Task requirements:
Give the number of lines in the listing that contain the string "wetsuit", with case counting. Reply with the number alone.

Entries:
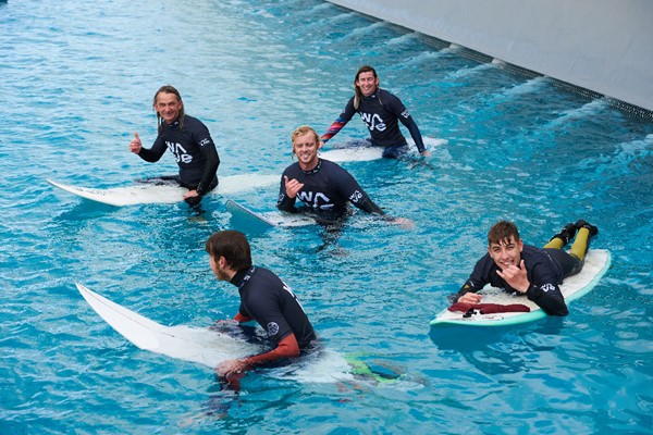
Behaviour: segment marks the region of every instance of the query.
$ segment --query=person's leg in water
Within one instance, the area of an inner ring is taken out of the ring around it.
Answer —
[[[383,148],[381,157],[383,159],[399,159],[408,152],[408,144],[403,145],[389,145]]]
[[[592,229],[593,228],[593,229]],[[576,240],[571,246],[569,253],[563,248],[569,243],[578,231]],[[590,246],[589,240],[592,235],[599,233],[595,226],[586,221],[578,221],[575,224],[567,224],[565,227],[544,246],[543,249],[563,268],[563,278],[576,275],[582,270],[584,256]]]
[[[578,229],[578,235],[576,236],[576,240],[574,240],[574,245],[571,245],[569,254],[580,261],[584,261],[584,256],[588,253],[588,249],[590,249],[590,240],[599,234],[599,228],[581,219],[576,222],[576,229]]]
[[[576,225],[568,223],[563,229],[544,245],[544,249],[563,249],[576,235]]]

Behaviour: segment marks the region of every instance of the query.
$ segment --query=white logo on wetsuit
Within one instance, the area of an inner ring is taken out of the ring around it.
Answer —
[[[182,144],[169,142],[167,140],[165,146],[174,154],[177,163],[190,163],[193,161],[193,156],[188,154],[188,151],[182,147]]]
[[[273,337],[276,334],[279,334],[279,324],[276,322],[268,323],[268,335]]]
[[[354,194],[352,194],[352,196],[349,197],[349,201],[358,203],[358,201],[360,201],[360,198],[362,198],[362,194],[358,190],[354,190]]]
[[[547,293],[549,290],[555,290],[555,286],[553,284],[544,284],[540,289]]]
[[[329,210],[333,208],[333,204],[329,203],[331,200],[321,191],[316,192],[315,197],[312,191],[299,191],[297,199],[313,209]]]
[[[385,123],[378,113],[360,113],[360,117],[362,119],[362,122],[366,123],[370,132],[373,129],[383,132],[386,128]]]

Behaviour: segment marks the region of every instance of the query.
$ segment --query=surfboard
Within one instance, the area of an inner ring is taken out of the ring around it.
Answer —
[[[243,191],[260,189],[279,184],[279,175],[239,174],[220,177],[218,187],[211,194],[235,195]],[[72,186],[48,179],[52,186],[78,197],[109,206],[125,207],[147,203],[175,203],[184,200],[188,191],[176,184],[158,185],[138,183],[131,186],[107,189]]]
[[[335,148],[328,151],[322,151],[319,157],[332,162],[368,162],[371,160],[381,159],[383,147],[352,147],[352,148]]]
[[[232,199],[226,200],[225,207],[236,221],[237,226],[245,226],[254,231],[266,231],[275,226],[305,226],[316,223],[315,220],[298,213],[282,211],[257,213]]]
[[[220,333],[212,328],[193,326],[164,326],[141,314],[138,314],[86,286],[75,283],[75,286],[104,322],[115,332],[134,344],[137,348],[164,355],[174,359],[199,363],[214,369],[220,362],[244,358],[264,351],[261,347]],[[270,377],[279,377],[306,383],[326,383],[353,381],[354,366],[342,353],[323,349],[309,356],[305,363],[289,364],[268,371]],[[360,369],[360,362],[354,366]],[[374,381],[374,377],[370,377]]]
[[[422,137],[427,149],[433,149],[446,144],[445,139],[438,139],[433,137]],[[419,157],[417,149],[415,148],[415,141],[411,138],[406,140],[410,149],[409,154]],[[373,147],[368,140],[353,140],[350,142],[332,148],[326,151],[319,152],[320,158],[331,160],[332,162],[368,162],[378,160],[383,157],[383,147]]]
[[[209,328],[164,326],[75,284],[88,304],[137,348],[215,368],[220,362],[260,352],[254,344]]]
[[[590,249],[586,256],[582,271],[565,278],[564,283],[559,286],[567,304],[590,293],[605,272],[607,272],[611,261],[609,251],[605,249]],[[445,309],[430,322],[430,325],[505,326],[532,322],[546,316],[546,313],[540,307],[526,297],[510,296],[493,287],[484,288],[481,290],[481,294],[483,295],[482,303],[520,303],[529,307],[531,311],[493,314],[475,313],[468,318],[464,318],[463,312],[452,312]]]

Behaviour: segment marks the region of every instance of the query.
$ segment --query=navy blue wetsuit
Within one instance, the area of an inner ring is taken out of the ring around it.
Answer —
[[[526,266],[528,281],[531,283],[526,296],[544,310],[546,314],[567,315],[569,311],[558,285],[563,283],[565,277],[580,272],[582,268],[580,260],[560,249],[540,249],[530,245],[523,245],[521,259]],[[571,262],[580,264],[570,268]],[[490,253],[485,253],[473,268],[473,272],[471,272],[463,288],[454,296],[454,301],[466,293],[479,291],[486,284],[503,288],[507,293],[521,295],[498,276],[497,269],[498,266],[490,257]]]
[[[344,112],[322,135],[322,141],[326,142],[335,136],[352,120],[355,113],[360,114],[369,128],[372,145],[385,147],[383,157],[396,158],[406,151],[407,142],[399,130],[398,121],[410,132],[417,150],[419,152],[424,151],[424,144],[415,120],[412,120],[402,100],[385,89],[378,89],[371,96],[364,97],[358,104],[358,109],[354,108],[354,97],[352,97]]]
[[[138,156],[148,162],[157,162],[169,149],[180,165],[178,182],[182,186],[197,190],[204,196],[218,185],[220,158],[209,129],[193,116],[184,116],[183,128],[180,120],[172,124],[163,123],[159,136],[151,148],[141,148]]]
[[[297,179],[304,187],[295,198],[286,195],[285,178]],[[295,208],[299,199],[305,210]],[[281,176],[281,188],[276,207],[283,211],[310,211],[326,220],[337,219],[347,212],[347,203],[368,213],[385,214],[362,190],[356,179],[337,164],[319,159],[318,165],[311,171],[304,171],[298,162],[291,164]]]
[[[241,315],[256,320],[279,343],[295,334],[300,350],[311,348],[317,336],[304,309],[291,288],[274,273],[251,266],[238,271],[231,279],[241,294]]]

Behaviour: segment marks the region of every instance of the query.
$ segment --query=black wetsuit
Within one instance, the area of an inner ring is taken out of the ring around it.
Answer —
[[[180,165],[178,183],[201,197],[218,185],[220,158],[209,129],[193,116],[184,116],[183,128],[180,121],[163,123],[159,136],[151,148],[141,148],[138,156],[148,162],[157,162],[169,149]]]
[[[251,266],[238,271],[231,283],[241,294],[241,315],[254,319],[279,345],[295,334],[300,350],[311,348],[316,333],[291,288],[274,273]]]
[[[304,187],[295,198],[286,195],[285,178],[297,179]],[[305,209],[295,208],[299,199]],[[338,219],[347,212],[347,203],[368,213],[385,214],[362,190],[356,179],[337,164],[319,159],[318,165],[311,171],[303,171],[299,163],[293,163],[281,176],[281,188],[276,207],[288,212],[309,211],[325,220]]]
[[[521,259],[525,262],[528,281],[531,283],[526,291],[528,299],[535,302],[546,314],[567,315],[569,311],[558,285],[565,277],[580,272],[582,269],[580,260],[560,249],[540,249],[530,245],[523,245]],[[485,284],[521,295],[498,276],[497,269],[490,253],[485,253],[473,268],[463,288],[454,296],[454,301],[466,293],[479,291]]]
[[[377,89],[371,96],[364,97],[358,104],[358,109],[354,108],[354,97],[352,97],[345,107],[345,111],[322,135],[321,139],[326,142],[335,136],[352,120],[355,113],[360,114],[369,128],[372,145],[385,147],[383,157],[394,158],[406,150],[406,138],[399,130],[398,121],[402,121],[402,124],[410,132],[417,150],[419,152],[424,151],[424,144],[415,120],[410,116],[402,100],[385,89]]]

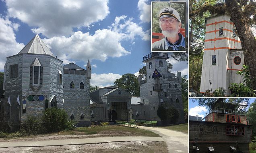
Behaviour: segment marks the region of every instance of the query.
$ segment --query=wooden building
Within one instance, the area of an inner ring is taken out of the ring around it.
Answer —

Finished task:
3